Write out word for word the passage of the Tegan & Sara article below that begins at "Once upon a" and ends after "identical Canadian faces.".

▶ DOCUMENT TEXT
::::

Date: January 18, 2005
Author: Jed Gottlieb
Publication: San Diego CityBEAT
Headline: IF ONLY THEY WERE LEFT-HANDED ALBINOS...
Tegan & Sara’s music finally overcomes their sociological trifecta
According to legend, this is exactly how it went down:

Once upon a clear Calgary day in 1998, a set of scrawny-but-cute, whiney-but-pretty-voiced teenage twin sisters swept the city’s epic music contest, called “Garage Warz.” With just two voices and two acoustic guitars, they humbled some of the city’s top artists, a few of whom had a good decade of experience on the girls. Like Bob Dylan discovering electricity at the Newport Folk Festival, the show catapulted the twins to inevitable fame.

Neil Young signed them to his own Vapor Records. The Killers brought them along to open up their massive U.S. tour. Then The White Stripes recorded a cover of their song, “Walking with a Ghost.”

And the two lived happily ever after with the sun eternally shining on their identical Canadian faces.

Tegan & Sara’s legend is a little, well, legendary. Which, of course, doesn’t stop the press from embellishing the story ad nauseam. As is usually the case, the truth is much less glamorous and far more interesting.

“Garage Warz was just one of those horrible university things where, if you win, you get five hours in a recording studio,” explains Sara Quin, one-half of Tegan & Sara. “People think it was this American Idol thing, but, really, all the indie kids at [the] university were probably so disgusted that we won because we were high-school kids. It mostly alienated us from the Calgary scene.”

::::

▶ DATA SECTION
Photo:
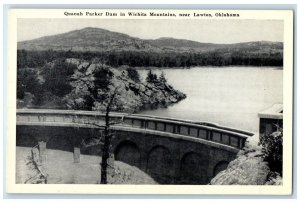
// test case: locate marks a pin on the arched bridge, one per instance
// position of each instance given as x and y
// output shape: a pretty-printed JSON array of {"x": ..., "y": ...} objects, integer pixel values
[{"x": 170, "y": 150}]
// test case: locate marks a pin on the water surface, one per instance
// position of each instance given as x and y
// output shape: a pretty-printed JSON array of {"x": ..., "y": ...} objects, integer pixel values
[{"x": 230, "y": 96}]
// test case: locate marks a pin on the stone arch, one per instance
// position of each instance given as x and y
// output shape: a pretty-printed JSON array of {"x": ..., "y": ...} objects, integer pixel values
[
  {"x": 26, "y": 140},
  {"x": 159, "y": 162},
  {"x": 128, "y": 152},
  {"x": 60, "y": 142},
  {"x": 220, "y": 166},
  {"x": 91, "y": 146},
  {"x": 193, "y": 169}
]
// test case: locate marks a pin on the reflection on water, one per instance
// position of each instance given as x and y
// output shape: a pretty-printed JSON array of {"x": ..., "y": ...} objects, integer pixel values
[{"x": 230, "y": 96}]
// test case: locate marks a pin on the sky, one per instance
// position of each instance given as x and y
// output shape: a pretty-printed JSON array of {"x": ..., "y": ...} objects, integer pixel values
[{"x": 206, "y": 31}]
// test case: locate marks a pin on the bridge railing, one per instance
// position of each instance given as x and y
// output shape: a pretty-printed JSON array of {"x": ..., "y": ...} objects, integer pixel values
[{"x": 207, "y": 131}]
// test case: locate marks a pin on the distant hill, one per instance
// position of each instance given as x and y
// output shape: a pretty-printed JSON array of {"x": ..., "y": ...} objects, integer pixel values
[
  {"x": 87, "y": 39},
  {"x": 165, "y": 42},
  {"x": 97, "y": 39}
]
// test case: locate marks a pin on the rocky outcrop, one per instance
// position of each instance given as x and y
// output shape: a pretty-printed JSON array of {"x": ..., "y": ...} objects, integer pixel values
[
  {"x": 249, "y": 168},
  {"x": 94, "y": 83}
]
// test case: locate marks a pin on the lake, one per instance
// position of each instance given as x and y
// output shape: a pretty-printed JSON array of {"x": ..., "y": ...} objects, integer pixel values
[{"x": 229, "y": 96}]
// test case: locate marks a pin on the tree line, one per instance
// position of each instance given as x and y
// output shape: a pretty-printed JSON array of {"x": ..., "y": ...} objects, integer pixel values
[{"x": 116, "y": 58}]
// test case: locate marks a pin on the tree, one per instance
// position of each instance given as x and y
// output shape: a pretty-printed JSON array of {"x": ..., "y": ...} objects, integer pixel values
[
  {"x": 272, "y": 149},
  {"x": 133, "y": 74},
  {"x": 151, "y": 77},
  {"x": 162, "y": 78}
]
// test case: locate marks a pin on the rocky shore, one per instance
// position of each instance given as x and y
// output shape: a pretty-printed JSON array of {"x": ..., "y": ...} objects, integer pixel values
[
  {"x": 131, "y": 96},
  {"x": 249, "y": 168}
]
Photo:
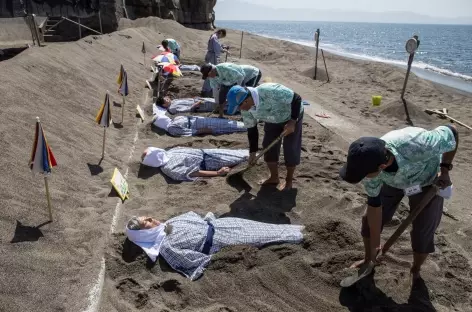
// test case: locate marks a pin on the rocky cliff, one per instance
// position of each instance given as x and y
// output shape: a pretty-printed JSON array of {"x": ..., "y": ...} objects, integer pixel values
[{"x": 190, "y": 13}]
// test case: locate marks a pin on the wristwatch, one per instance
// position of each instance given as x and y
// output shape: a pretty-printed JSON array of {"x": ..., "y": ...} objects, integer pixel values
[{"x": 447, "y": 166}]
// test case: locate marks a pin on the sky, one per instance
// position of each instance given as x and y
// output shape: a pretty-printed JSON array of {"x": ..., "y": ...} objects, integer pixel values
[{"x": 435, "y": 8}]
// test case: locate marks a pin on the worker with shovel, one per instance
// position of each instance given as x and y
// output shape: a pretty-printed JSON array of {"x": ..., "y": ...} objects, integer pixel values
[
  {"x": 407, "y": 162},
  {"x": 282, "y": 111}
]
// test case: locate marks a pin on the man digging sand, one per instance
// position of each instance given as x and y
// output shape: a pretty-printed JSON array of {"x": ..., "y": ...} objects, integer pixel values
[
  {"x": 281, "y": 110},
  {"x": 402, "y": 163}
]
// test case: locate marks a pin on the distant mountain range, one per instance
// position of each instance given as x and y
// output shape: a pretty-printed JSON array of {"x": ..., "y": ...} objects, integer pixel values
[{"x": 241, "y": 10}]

::::

▶ ANSWER TO THIS TASK
Once upon a clear Calgary day in 1998, a set of scrawny-but-cute, whiney-but-pretty-voiced teenage twin sisters swept the city’s epic music contest, called “Garage Warz.” With just two voices and two acoustic guitars, they humbled some of the city’s top artists, a few of whom had a good decade of experience on the girls. Like Bob Dylan discovering electricity at the Newport Folk Festival, the show catapulted the twins to inevitable fame.

Neil Young signed them to his own Vapor Records. The Killers brought them along to open up their massive U.S. tour. Then The White Stripes recorded a cover of their song, “Walking with a Ghost.”

And the two lived happily ever after with the sun eternally shining on their identical Canadian faces.